**Source passage**

= = = =

24      As regards the request to apply Article 87(3) of the Rules of Procedure by analogy, Visa argues that the order of the Court of 6 April 2005 orders Visa to pay those costs incurred by the applicants in relation to Visa’s intervention on the basis of Article 87(5) of the Rules of Procedure, not Article 87(3).

25      In addition, costs which are not reasonable or are not related to the intervention are not covered by the order. Thus even if Visa had acted unreasonably or vexatiously, which is not the case, Article 87(3) does not allow a decision that Visa should pay costs which are excessive or costs incurred in relation to the application itself and not as a result of Visa’s intervention.

 Findings of the Court

26      Under Article 91(b) of the Rules of Procedure ‘expenses necessarily incurred by the parties for the purpose of the proceedings, in particular the travel and subsistence expenses and the remuneration of agents, advisers or lawyers’ are to be regarded as recoverable costs. It follows from that provision that recoverable costs are limited, first, to those incurred for the purpose of the proceedings before the Court of Justice and the Court of First Instance, and, second, to those which were necessary for that purpose (orders of the Court of First Instance in Case T‑38/95 DEP Groupe Origny v Commission [2002] ECR II‑217, paragraph 28, and of 18 April 2006 in Case T‑132/01 DEP Euroalliages and Others v Commission, not published in the ECR, paragraph 29).

= = = =

**Record extracts**
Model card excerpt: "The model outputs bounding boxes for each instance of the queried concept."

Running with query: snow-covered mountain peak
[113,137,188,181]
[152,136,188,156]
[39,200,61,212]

= = = =

**Exercise A**
In the costs passage, which article of the Rules of Procedure makes expenses necessarily incurred for the proceedings recoverable?
**Exercise B**
Say whether each statement agrees with the costs passage, and quote the words that decide it: (i) Visa says the order of 6 April 2005 was based on Article 87(3). (ii) Visa concedes that it acted unreasonably or vexatiously. (iii) Recoverable costs are limited to those that were necessary for the purpose of the proceedings.
**Exercise C**
Continue the costs passage from where it stops.

**Final answer A**
Article 91(b) of the Rules of Procedure.

**Final answer B**
(i) No: "on the basis of Article 87(5) of the Rules of Procedure, not Article 87(3)."
(ii) No: "even if Visa had acted unreasonably or vexatiously, which is not the case."
(iii) Yes: "second, to those which were necessary for that purpose."

**Final answer C**
27      According to a consistent line of decisions, the Community judicature is not empowered to tax the fees payable by the parties to their own lawyers, but it may determine the amount of those fees which may be recovered from the party ordered to pay the costs. When ruling on an application for taxation of costs, the Court is not obliged to take account of any national scale of lawyers’ fees or any agreement in that regard between the party concerned and his agents or advisers (orders of the Court of First Instance in Case T‑120/89 DEP Stahlwerke Peine-Salzgitter v Commission [1996] ECR II‑1547, paragraph 27; in Case T‑80/97 DEP Starway v Council [2002] ECR II‑1, paragraph 26; and of 3 October 2006 in Case T‑74/00 DEP Artegodan v Commission, not published in the ECR, paragraph 42).

28      In the absence of Community provisions laying down fee-scales, the Court must make un unfettered assessment of the facts of the case, taking into account the purpose and nature of the proceedings, their significance from the point of view of Community law as well as the difficulties presented by the case, the amount of work generated by the proceedings before the Court for the agents or advisers involved, and the financial interests which the parties had in the proceedings (orders of the Court of First Instance in Starway v Council, paragraph 27, and of 20 December 2004 in Case T‑123/00 DEP Thomae v Commission, not published in the ECR, paragraph 22).

29      Although it was open to the applicants in the circumstances of this case to entrust, as they maintain they did, the protection of their interests to several advisers at the same time, so as to obtain the services of more experienced lawyers while entrusting the more time-consuming work to lawyers charging lower fees, the primary consideration of which the Court must take account is the total number of hours of work which may appear to be objectively necessary for the purpose of the proceedings before the Court, irrespective of the number of lawyers who may have provided the services in question (orders of the Court of First Instance in Joined Cases T‑226/00 DEP and T‑227/00 DEP Nan Ya Plastics and Far Eastern Textiles v Council [2003] ECR II‑685, paragraph 44; of 29 October 2004 in Case T‑77/02 DEP Schneider Electric v Commission, not published in the ECR, paragraph 58; and Artegodan v Commission, paragraph 52).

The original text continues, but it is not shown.